- Aim of the task -
Your task is to repeat, word for word, the line containing "locate: hillside with" and all lines that follow it to the end of the material, and no other lines.

Data items
========================
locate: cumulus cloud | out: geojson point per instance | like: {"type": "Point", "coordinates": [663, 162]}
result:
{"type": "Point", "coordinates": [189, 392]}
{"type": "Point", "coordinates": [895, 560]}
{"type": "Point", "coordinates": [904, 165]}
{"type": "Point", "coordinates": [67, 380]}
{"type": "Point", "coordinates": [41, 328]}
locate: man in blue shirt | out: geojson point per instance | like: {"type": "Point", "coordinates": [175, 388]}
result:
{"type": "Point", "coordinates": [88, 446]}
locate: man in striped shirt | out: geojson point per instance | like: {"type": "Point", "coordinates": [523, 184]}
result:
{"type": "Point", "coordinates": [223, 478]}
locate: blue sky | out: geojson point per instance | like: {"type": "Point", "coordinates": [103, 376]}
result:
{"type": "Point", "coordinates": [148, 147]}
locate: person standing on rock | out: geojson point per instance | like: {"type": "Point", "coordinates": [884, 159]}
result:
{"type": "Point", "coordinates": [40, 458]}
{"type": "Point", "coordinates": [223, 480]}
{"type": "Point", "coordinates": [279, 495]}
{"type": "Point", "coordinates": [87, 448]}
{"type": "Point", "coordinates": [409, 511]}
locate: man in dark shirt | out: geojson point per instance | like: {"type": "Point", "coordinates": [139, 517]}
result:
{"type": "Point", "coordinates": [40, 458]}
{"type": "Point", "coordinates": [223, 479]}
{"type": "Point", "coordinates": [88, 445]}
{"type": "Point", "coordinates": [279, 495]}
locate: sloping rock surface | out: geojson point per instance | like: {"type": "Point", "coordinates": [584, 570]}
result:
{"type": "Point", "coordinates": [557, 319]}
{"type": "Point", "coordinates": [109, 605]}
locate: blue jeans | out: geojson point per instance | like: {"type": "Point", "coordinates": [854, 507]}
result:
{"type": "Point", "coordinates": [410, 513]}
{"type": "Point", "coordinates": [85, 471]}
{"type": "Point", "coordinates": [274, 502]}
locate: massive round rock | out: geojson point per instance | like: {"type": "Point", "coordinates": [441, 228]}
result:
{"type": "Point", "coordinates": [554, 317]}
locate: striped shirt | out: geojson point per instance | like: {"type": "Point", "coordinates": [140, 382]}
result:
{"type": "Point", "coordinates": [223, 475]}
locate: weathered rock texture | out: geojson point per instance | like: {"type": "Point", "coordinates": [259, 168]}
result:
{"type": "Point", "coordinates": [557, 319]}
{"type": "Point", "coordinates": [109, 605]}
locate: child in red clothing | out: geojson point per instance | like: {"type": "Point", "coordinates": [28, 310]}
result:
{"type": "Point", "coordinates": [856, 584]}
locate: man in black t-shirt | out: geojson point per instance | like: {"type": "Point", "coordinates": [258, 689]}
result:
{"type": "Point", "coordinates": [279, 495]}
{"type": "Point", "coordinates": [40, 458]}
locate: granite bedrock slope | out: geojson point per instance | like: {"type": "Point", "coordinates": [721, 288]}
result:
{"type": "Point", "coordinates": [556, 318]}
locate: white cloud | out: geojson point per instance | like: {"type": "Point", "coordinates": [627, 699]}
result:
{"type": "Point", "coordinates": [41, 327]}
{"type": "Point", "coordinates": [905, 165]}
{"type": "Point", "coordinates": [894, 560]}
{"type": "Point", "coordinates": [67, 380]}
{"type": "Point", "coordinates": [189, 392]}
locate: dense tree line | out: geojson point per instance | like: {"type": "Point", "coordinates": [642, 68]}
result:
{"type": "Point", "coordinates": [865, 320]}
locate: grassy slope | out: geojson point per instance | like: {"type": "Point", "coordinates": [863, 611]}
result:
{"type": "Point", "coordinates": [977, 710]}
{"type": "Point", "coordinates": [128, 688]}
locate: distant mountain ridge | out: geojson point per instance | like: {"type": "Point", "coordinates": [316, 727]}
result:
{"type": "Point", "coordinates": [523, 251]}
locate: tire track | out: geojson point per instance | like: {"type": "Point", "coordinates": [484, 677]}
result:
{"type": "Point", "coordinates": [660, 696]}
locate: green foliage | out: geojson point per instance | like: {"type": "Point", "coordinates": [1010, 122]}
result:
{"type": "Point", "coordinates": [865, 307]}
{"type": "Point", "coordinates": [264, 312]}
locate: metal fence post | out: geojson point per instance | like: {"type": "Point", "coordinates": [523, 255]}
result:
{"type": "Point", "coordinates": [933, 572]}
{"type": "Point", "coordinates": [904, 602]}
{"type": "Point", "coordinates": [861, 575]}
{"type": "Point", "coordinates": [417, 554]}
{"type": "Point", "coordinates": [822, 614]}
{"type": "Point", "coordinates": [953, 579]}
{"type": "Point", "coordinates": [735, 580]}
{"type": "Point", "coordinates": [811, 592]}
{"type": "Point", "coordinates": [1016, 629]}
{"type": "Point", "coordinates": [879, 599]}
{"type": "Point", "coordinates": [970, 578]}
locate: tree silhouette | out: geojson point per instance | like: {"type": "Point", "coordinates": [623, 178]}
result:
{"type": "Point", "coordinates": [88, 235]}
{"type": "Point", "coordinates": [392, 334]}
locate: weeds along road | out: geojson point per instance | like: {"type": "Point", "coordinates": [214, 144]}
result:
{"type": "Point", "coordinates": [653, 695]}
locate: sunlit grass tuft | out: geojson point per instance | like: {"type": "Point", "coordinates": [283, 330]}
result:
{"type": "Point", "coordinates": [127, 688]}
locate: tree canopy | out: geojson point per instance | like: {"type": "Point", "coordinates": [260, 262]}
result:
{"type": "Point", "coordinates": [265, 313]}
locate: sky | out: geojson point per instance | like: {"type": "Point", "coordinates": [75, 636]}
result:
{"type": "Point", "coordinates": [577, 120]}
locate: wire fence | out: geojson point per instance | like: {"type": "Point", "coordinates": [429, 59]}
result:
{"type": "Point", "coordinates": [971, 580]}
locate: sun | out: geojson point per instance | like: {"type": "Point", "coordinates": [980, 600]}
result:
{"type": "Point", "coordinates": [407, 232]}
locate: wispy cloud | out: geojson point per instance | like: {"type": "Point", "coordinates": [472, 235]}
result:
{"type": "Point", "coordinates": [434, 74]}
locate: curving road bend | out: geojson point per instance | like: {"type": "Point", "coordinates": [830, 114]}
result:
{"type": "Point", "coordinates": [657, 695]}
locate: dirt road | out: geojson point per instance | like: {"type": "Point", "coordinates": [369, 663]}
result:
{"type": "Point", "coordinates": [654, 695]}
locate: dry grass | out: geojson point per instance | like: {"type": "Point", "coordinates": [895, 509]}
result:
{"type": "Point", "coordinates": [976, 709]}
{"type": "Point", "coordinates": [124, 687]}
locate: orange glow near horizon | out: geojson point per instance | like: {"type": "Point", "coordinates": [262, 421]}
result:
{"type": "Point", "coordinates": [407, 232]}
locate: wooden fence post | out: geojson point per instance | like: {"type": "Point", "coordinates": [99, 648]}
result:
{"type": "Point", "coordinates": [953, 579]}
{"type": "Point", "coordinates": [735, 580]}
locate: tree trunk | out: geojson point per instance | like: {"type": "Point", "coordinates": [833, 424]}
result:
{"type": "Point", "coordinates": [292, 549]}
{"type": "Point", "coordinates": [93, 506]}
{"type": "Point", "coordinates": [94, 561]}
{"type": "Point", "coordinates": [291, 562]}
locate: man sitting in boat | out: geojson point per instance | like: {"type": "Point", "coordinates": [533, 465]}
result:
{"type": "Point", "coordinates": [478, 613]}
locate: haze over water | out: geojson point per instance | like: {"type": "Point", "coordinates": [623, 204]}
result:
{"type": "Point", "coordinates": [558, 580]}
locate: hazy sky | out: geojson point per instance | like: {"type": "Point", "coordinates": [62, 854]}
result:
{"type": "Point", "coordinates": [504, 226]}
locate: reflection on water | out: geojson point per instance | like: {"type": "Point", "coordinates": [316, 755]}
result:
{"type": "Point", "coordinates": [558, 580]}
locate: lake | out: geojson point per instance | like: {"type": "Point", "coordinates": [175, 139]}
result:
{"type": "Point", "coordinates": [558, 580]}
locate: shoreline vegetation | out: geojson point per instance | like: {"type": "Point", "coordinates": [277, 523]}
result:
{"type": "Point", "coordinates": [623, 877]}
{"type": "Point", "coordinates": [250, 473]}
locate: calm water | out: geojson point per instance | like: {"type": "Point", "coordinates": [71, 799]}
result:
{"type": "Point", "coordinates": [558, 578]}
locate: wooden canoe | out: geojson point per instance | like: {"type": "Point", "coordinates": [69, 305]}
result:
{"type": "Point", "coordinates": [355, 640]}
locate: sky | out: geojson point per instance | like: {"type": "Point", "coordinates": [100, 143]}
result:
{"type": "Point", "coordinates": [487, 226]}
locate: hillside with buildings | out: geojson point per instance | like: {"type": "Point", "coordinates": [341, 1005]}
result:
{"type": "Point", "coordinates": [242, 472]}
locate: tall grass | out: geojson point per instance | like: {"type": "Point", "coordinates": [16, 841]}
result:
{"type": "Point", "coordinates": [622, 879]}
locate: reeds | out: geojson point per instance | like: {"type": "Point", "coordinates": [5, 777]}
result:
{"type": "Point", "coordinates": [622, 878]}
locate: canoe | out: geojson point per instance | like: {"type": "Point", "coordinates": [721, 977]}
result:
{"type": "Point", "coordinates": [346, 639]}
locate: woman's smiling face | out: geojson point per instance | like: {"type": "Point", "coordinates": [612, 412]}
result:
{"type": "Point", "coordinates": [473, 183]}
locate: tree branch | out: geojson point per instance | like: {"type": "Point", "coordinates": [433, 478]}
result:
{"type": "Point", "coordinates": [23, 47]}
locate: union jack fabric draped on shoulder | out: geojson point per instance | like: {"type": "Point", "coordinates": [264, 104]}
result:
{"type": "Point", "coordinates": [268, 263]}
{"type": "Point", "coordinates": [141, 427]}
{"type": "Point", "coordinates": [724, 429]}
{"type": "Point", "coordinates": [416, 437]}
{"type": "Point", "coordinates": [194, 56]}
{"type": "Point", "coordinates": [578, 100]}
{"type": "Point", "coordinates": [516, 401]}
========================
- Final result -
locate: hillside with buildings | out: geojson point per instance | like: {"type": "Point", "coordinates": [341, 1005]}
result:
{"type": "Point", "coordinates": [242, 472]}
locate: tall grass | out: geojson point per instance | like: {"type": "Point", "coordinates": [16, 841]}
result:
{"type": "Point", "coordinates": [622, 879]}
locate: reeds | out: geojson point per instance | like: {"type": "Point", "coordinates": [5, 777]}
result:
{"type": "Point", "coordinates": [622, 878]}
locate: canoe | out: geojson point per instance | like: {"type": "Point", "coordinates": [721, 977]}
result:
{"type": "Point", "coordinates": [346, 639]}
locate: woman's smiling face | out: geojson point per instance | like: {"type": "Point", "coordinates": [612, 412]}
result:
{"type": "Point", "coordinates": [473, 183]}
locate: tree branch | out: geojson point per instance | like: {"type": "Point", "coordinates": [433, 478]}
result:
{"type": "Point", "coordinates": [23, 47]}
locate: union jack fabric draped on shoulder | out: geojson point per instance | like: {"type": "Point", "coordinates": [264, 104]}
result:
{"type": "Point", "coordinates": [268, 263]}
{"type": "Point", "coordinates": [141, 427]}
{"type": "Point", "coordinates": [724, 429]}
{"type": "Point", "coordinates": [416, 437]}
{"type": "Point", "coordinates": [194, 56]}
{"type": "Point", "coordinates": [578, 100]}
{"type": "Point", "coordinates": [516, 401]}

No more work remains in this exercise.